**Written task A:** In the pointing dataset rows, change "wooden beam" to "timber beam" in the lines starting with the line containing "[locate] wooden beam" and going on through the last row, and leave everything else unchanged.
**Written task B:** Continue the forum thread on aliasing OpenGL atomic counter buffers from the point where it stops.

**Passage provided:**
----------------------------------------

OpenGL atomic counters buffer aliasing performance

If I use an atomic counter in say shader 'A' for a rendering/compute dispatch, but then alias that counter to a buffer in shader 'B' for a following rendering/compute dispatch, but declare it in this second dispatch as a uniform or SSBO instead of an actual atomic counter is there any performance implications I should be aware of? (Assuming appropriate glMemoryBarriers() taken etc)

I know some AMD hardware at least has limited dedicated atomic hardware units. I guess in this case the counter results get written to the buffer later if aliased into a SSBO? So possibly it may be better in this case to keep the atomic counter never aliased to anything that isn't declared explicitly as an atomic counter?

I don't have access to a wide amount of relevant hardware to test myself what is best before anyone asks, so I wondered if there was a general rule of thumb on this?

Solution

Performance is not your problem here. Your problem here is whether it will work at all.

By the rules of OpenGL's memory model, if you perform some operation that does atomic counter manipulation, and you read from that buffer after that rendering operation, then you are required to be able to get the result of all of your atomic counter manipulations. That represents synchronous execution.

----------------------------------------

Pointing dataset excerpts
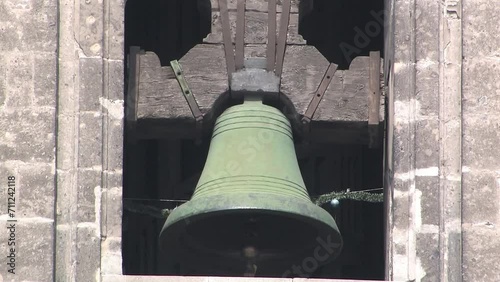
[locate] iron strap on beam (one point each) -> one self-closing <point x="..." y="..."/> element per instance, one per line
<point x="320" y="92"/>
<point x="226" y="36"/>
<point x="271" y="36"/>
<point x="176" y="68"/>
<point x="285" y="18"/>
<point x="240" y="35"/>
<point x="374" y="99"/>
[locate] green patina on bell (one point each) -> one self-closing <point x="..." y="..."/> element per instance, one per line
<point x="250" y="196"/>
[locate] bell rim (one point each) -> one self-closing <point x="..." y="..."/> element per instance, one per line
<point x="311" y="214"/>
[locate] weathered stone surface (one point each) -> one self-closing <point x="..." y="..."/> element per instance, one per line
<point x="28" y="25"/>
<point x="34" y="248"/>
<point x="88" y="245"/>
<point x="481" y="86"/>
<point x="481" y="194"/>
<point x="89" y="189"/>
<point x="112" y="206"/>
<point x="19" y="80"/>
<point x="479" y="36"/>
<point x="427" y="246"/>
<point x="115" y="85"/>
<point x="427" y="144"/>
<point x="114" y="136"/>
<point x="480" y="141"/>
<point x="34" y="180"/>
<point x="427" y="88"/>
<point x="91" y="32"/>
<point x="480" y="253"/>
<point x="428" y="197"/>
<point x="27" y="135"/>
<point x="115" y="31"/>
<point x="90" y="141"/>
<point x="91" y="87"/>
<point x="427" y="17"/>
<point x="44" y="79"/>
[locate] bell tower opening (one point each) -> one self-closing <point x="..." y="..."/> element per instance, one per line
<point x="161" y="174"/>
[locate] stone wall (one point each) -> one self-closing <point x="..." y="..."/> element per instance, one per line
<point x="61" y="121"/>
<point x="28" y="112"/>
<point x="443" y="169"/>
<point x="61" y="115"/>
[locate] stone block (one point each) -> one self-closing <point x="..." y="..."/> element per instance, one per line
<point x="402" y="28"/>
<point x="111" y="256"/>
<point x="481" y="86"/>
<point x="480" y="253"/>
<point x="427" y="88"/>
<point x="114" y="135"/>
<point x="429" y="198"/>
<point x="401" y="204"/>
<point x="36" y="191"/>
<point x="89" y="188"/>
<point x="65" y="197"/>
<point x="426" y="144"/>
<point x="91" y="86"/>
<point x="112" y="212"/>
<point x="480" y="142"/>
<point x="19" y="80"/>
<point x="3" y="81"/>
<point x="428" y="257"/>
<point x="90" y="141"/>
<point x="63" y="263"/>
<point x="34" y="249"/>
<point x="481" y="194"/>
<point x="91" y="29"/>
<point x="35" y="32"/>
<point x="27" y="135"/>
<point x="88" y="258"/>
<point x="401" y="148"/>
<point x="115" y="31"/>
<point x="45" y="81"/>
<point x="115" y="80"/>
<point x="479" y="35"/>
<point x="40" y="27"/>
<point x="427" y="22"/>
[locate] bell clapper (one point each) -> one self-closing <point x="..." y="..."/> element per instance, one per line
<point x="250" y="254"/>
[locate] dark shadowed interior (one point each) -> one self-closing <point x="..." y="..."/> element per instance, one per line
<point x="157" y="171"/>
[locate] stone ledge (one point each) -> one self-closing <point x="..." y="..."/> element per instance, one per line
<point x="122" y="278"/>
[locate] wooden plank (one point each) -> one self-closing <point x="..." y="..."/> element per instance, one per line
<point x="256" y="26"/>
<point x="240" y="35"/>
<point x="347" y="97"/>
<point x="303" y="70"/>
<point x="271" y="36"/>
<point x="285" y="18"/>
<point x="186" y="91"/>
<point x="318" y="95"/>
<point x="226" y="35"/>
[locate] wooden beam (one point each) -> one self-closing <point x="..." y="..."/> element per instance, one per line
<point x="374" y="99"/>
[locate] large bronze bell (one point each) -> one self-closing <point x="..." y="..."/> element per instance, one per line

----------------------------------------

**Final result A:**
[locate] timber beam (one point each) -> one self-closing <point x="..." y="..."/> element per instance, one per line
<point x="374" y="99"/>
[locate] large bronze bell (one point each) -> one self-closing <point x="..." y="..."/> element per instance, one per line

**Final result B:**
That's all true... unless you try to read from it as an atomic counter. Because then, the execution model becomes... less well-defined. Implementations are not required to synchronize atomic counter accesses across rendering calls.

Now, the nature of atomic counter operations doesn't change because of this. For example, you are still guaranteed to get unique values across rendering calls if you only ever increment or decrement a counter. And if you modify the counter's buffer storage, then execute a counter operation, the next operation will see the modifications (due to synchronous operations).

But if the only operations that modify this memory are atomic counters, then using an atomic counter read is not guaranteed to see atomic counter operations from prior rendering commands.

So yes, accessing the atomic counter's variable will be faster than using an SSBO or UBO or whatever. But you won't get the right answer. So it's not a good trade-off ;)